- _DOCUMENT EXTRACT_:
☆ ☆ ☆ ☆

It seems like the physical aspects of infertility are often discussed and studied. Why is this happening? Why is my body not performing properly? What is the medical explanation for why we aren’t able to conceive? But the psychological toll is what I’ve found is the the most difficult part of dealing with infertility. It’s hard to explain just how it feels or compare it to something others might able to understand a bit better.
In a study cited by this article from the Harvard Medical School, it compares the anxiousness and depression levels of women dealing with infertility to someone who was diagnosed with cancer.
“Another study of 488 American women who filled out a standard psychological questionnaire before undergoing a stress reduction program concluded that women with infertility felt as anxious or depressed as those diagnosed with cancer, hypertension, or recovering from a heart attack.”
I addition, less research is done on men’s reactions to infertility, “but when men learn that they are the ones who are infertile, they experience the same levels of low self esteem, stigma, and depression as infertile women do.”

☆ ☆ ☆ ☆

- _PROVIDED INFORMATION_:

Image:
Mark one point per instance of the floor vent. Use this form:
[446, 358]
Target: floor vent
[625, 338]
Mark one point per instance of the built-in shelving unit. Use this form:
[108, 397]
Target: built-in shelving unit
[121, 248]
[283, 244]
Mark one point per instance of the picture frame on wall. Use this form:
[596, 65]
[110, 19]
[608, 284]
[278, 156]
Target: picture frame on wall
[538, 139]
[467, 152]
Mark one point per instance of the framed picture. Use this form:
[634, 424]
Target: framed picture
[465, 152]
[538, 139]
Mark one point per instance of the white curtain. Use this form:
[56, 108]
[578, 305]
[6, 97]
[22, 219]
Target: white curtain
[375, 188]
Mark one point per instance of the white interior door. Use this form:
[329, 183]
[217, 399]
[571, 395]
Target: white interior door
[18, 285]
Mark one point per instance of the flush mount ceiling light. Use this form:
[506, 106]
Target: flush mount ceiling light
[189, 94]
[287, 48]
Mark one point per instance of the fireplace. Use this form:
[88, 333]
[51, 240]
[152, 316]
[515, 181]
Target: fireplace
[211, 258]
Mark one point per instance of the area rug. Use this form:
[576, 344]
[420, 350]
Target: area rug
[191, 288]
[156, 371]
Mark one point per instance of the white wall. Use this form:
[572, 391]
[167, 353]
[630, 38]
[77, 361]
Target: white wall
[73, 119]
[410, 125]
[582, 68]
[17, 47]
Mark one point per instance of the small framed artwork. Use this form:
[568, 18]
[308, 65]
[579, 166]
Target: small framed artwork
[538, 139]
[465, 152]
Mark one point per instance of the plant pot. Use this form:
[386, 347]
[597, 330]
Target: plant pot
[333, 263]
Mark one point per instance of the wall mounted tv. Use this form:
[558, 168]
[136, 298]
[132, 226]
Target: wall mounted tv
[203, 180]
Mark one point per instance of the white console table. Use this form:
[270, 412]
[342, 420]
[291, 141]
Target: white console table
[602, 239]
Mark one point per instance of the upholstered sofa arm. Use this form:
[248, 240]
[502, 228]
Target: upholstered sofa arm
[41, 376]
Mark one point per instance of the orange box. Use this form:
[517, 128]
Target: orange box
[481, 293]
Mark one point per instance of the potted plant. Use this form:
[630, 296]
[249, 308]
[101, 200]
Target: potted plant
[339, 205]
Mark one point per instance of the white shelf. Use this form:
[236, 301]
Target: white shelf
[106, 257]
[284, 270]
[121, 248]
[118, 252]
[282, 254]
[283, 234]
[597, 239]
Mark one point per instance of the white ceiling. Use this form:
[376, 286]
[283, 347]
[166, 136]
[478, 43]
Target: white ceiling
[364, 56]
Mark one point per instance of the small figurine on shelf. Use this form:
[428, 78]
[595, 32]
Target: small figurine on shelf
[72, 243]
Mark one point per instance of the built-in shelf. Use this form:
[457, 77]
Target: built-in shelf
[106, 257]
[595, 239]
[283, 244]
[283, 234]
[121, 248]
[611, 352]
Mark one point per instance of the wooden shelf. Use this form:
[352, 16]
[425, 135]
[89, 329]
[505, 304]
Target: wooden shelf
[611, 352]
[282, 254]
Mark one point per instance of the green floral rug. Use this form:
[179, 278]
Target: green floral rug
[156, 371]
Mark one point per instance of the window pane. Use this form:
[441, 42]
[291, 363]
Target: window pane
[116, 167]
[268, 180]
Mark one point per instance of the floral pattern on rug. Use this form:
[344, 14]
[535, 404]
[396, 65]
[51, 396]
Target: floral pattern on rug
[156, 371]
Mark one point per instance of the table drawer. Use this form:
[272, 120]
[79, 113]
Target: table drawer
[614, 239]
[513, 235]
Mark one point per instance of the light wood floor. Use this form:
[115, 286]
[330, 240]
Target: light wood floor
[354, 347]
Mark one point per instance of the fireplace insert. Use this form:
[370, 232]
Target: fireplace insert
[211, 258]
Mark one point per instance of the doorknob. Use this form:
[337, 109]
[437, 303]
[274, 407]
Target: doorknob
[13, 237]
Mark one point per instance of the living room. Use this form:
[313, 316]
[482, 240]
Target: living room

☆ ☆ ☆ ☆

- _WORK REQUEST A_: In the post on the psychological side of infertility, rewrite the paragraph beginning "It seems like the physical aspects" in a shorter form, keeping its main facts.
- _WORK REQUEST B_: Go on with the post on the psychological side of infertility, starting after its last sentence.

- _OUTPUT A_: The physical side of infertility is widely discussed and studied: why the body isn't working properly and what medical reason prevents conception. For me, though, the psychological toll has been the hardest part. It is difficult to explain how it feels or to compare it to something others would understand more easily.

- _OUTPUT B_:
While it’s hard to compare my disease with someone who has an actual life threatening disease like cancer, I was not surprised to hear the results of this study. Infertility causes a range of reactions and emotions similar to what others go through when they’re grieving a significant loss. It’s something that you cannot escape. Something you think about nearly every second of the day. It’s physically and psychologically wearing.
Please be aware of this this. Please don’t dismiss someone’s infertility as not that big a deal.
And to those dealing with infertility, know that it’s okay to mourn. Please don’t feel guilty about that.